§ **Instructions for the task**: Please print every line from the one containing "TARGET = wheelchair handle" through the last line of the records below, exactly as written and nothing more.

§ **Given records**:
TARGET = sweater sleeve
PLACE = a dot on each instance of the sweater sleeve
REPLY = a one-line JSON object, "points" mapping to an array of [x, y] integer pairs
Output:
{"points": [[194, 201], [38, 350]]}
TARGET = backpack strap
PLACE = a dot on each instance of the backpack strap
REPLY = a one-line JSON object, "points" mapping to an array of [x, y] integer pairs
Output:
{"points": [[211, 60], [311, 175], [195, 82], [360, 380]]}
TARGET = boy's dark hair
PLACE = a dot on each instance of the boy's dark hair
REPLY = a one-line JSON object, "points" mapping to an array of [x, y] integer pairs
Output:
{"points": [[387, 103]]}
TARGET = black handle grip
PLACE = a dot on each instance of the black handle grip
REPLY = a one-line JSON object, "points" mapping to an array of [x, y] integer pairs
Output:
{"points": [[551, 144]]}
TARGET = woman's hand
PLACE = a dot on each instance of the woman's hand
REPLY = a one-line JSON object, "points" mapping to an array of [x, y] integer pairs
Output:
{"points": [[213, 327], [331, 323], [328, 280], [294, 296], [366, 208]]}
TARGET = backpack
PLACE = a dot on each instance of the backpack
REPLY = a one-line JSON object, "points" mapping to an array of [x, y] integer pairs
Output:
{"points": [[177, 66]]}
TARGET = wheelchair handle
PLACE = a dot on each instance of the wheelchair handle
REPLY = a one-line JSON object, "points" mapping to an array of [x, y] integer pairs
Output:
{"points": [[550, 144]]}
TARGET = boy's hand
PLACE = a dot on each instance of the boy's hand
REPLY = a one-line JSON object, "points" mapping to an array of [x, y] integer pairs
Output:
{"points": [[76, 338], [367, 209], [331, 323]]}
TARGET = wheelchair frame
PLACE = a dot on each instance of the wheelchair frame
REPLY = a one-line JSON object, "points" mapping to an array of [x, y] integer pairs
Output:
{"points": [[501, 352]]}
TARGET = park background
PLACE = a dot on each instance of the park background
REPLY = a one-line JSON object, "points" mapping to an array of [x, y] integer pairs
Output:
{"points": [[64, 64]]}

§ **Exercise response**:
TARGET = wheelchair handle
PLACE = a dot on each instance of the wheelchair handle
REPLY = a one-line JSON object, "points" mapping to an array of [x, y] integer pairs
Output:
{"points": [[550, 144]]}
TARGET = boy's hand
PLACE = a dot on each instance of the boy's hand
REPLY = a one-line JSON object, "points" mapping to an array of [x, y] integer pairs
Output:
{"points": [[76, 338], [367, 209], [331, 323]]}
TARGET = wheelchair frame
PLACE = a dot on each instance of the wheelchair frame
REPLY = a one-line JSON object, "points" mapping to an array of [x, y] integer pairs
Output:
{"points": [[501, 352]]}
TARGET = park background
PLACE = a dot on each instance of the park background
REPLY = a one-line JSON object, "points" mapping to an array of [x, y] integer pairs
Output:
{"points": [[64, 64]]}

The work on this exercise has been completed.